Start of DATA TO PROCESS

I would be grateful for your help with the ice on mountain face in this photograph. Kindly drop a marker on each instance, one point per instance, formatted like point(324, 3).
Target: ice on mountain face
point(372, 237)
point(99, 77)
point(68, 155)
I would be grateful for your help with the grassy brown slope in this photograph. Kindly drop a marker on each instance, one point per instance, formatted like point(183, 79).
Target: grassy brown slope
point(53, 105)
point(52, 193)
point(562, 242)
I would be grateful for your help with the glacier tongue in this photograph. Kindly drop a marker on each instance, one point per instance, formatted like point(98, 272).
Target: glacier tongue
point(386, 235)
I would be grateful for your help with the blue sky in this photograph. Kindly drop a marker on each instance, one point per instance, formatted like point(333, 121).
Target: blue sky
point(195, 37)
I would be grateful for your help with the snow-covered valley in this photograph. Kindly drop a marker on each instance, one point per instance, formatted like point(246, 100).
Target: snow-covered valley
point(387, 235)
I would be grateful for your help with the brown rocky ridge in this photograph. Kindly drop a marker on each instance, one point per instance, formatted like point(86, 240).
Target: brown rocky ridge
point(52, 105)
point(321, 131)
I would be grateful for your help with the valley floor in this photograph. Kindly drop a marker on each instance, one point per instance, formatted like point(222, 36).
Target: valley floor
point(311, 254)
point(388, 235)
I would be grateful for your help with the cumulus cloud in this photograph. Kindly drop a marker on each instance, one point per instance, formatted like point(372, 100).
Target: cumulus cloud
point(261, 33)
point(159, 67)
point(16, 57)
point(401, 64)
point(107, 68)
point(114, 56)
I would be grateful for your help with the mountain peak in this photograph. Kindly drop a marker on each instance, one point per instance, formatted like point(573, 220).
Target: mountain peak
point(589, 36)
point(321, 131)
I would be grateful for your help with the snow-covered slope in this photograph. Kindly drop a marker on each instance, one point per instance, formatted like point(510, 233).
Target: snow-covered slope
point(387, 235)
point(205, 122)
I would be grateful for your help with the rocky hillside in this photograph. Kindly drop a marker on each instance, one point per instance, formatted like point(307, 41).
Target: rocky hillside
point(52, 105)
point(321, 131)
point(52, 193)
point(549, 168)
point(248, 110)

End of DATA TO PROCESS

Rewrite all of the records above with "Kindly" switched to "Please" wherever it occurs, and leave every other part unchanged.

I would be grateful for your help with the ice on mountain face in this photograph. Please drop a marker on each instance, one point per instance, formatted like point(324, 3).
Target: ice on mountain face
point(372, 237)
point(99, 77)
point(68, 155)
I would be grateful for your help with the grassy brown slope in this photograph. Please drop a marker on each instance, one point per instance, formatted like point(183, 79).
Target: grassy brown slope
point(53, 105)
point(52, 193)
point(562, 242)
I would be grateful for your help with the glacier tongue in this photograph. Please drop a marker on each instance, one point per instance, formatted like point(98, 272).
Target: glacier tongue
point(386, 235)
I would be grateful for your help with the blue sky in this photograph. Please drop a marker on each instance, one point per instance, formatted like point(333, 121).
Target: blue sky
point(195, 37)
I would be grateful for your help with the snow-covered valley in this photograph. Please drop a marker on each instance, one point per instance, formatted like point(246, 100).
Target: snow-covered valley
point(387, 235)
I would be grateful for your help with the brown rocky ridge in this photograph. Please drop a marker on each instance, one point per instance, formatted like point(86, 240).
Target: brown rocky ridge
point(52, 105)
point(321, 131)
I would be grateful for your help with the valley floor in this photograph. Please drop a marker on each instance, one point per instance, formatted like point(222, 36).
Target: valley floor
point(311, 254)
point(388, 235)
I would be grateful for your help with the cumulus cloud in this photograph. Please drop a marker on each instance, one point per instance, formatted like point(372, 100).
Target: cumulus cloud
point(261, 33)
point(159, 67)
point(16, 57)
point(401, 64)
point(107, 68)
point(114, 56)
I would be grateful for your help with the mountain peak in this photograph. Please drop a marker on each instance, one point per instance, formatted like point(573, 220).
Target: mountain peak
point(589, 36)
point(321, 131)
I would be grateful for your help with the snow-covered slope in this photograph. Please drop a marker on each instance, one point per instance, formatted like point(510, 233).
Target: snow-covered slope
point(387, 235)
point(205, 122)
I would be grateful for your help with the rocky hillside in this photograph. Please drop a marker on each instance, one point per instance, formatted like point(307, 41).
Target: rocky hillside
point(52, 105)
point(321, 131)
point(52, 193)
point(549, 168)
point(248, 110)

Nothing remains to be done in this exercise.